DIRECTIONS: Type every record exactly as it appears.

=-=-=

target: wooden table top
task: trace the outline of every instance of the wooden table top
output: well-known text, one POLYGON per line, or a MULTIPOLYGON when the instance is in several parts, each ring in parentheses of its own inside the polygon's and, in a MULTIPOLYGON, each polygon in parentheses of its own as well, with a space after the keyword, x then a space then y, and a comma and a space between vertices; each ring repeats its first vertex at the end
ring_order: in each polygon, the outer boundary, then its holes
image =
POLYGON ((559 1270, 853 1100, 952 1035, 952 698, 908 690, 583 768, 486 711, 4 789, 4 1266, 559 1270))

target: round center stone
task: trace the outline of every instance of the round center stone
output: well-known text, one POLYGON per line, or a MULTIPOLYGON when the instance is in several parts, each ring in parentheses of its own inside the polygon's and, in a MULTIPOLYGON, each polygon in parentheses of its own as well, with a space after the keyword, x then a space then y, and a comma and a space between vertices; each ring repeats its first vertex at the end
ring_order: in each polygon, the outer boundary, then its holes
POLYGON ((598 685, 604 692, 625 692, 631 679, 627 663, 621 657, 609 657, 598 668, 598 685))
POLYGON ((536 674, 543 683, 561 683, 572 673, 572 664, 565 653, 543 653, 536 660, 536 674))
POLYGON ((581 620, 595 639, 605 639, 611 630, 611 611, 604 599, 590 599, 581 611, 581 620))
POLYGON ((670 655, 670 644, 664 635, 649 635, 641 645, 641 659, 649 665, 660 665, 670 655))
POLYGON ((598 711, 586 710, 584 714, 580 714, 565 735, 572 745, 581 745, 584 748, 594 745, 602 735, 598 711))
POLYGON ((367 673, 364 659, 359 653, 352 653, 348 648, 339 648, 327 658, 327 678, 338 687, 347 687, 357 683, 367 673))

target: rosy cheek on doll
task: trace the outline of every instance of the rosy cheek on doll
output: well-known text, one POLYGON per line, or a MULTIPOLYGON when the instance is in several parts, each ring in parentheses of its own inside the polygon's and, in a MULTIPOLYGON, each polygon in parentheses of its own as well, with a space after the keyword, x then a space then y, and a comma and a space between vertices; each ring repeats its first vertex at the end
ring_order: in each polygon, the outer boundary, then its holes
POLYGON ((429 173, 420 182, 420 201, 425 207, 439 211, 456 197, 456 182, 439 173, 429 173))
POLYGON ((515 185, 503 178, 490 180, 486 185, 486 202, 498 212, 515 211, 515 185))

=-=-=

COMPLETE OUTPUT:
target: wooden table top
task: trace the outline of every instance of the wooden table top
output: well-known text, one POLYGON per line, or a MULTIPOLYGON when the instance is in several parts, each ring in parentheses of its own inside the polygon's and, in a MULTIPOLYGON, each polygon in parentheses of its own as well, with a space after the keyword, x then a space then y, and a comma and a space between vertices; each ring repeats its first vertex at the end
ring_order: in each polygon, the outer boundary, then its holes
image =
POLYGON ((559 1270, 853 1100, 952 1035, 952 698, 908 690, 583 768, 486 711, 4 789, 4 1266, 559 1270))

target: round center stone
task: trace the outline of every instance of the round center stone
output: well-known text, one POLYGON per line, or a MULTIPOLYGON when the instance is in several parts, each ring in parentheses of its own inside the polygon's and, in a MULTIPOLYGON, each polygon in parentheses of its own as well, with a space after the keyword, x then a space then y, and a comma and a space between vertices; each ring repeats its first vertex at the end
ring_order: in each polygon, the outer boundary, then its holes
POLYGON ((598 685, 604 692, 625 692, 631 679, 627 663, 621 657, 609 657, 598 668, 598 685))
POLYGON ((536 674, 543 683, 561 683, 572 673, 572 664, 565 653, 543 653, 536 660, 536 674))
POLYGON ((581 620, 595 639, 605 639, 611 630, 611 611, 604 599, 590 599, 581 611, 581 620))
POLYGON ((670 655, 670 644, 664 635, 649 635, 641 645, 641 659, 649 665, 660 665, 670 655))
POLYGON ((598 711, 586 710, 584 714, 580 714, 565 735, 572 745, 581 745, 584 748, 594 745, 602 735, 598 711))
POLYGON ((367 673, 364 659, 359 653, 352 653, 348 648, 339 648, 327 658, 327 678, 338 687, 347 687, 357 683, 367 673))

target: rosy cheek on doll
task: trace the outline of every instance of the rosy cheek on doll
output: well-known text, one POLYGON per line, or a MULTIPOLYGON when the instance is in several parts, each ring in parentheses of its own inside the polygon's and, in a MULTIPOLYGON, each polygon in parentheses of its own as well, with a space after the keyword, x then a space then y, and a comma and a space between vertices; each ring repeats its first vertex at the end
ring_order: in each polygon, the outer boundary, then its holes
POLYGON ((429 173, 420 182, 420 201, 425 207, 439 211, 456 197, 456 182, 439 173, 429 173))
POLYGON ((515 185, 503 178, 490 180, 486 185, 486 202, 498 212, 515 211, 515 185))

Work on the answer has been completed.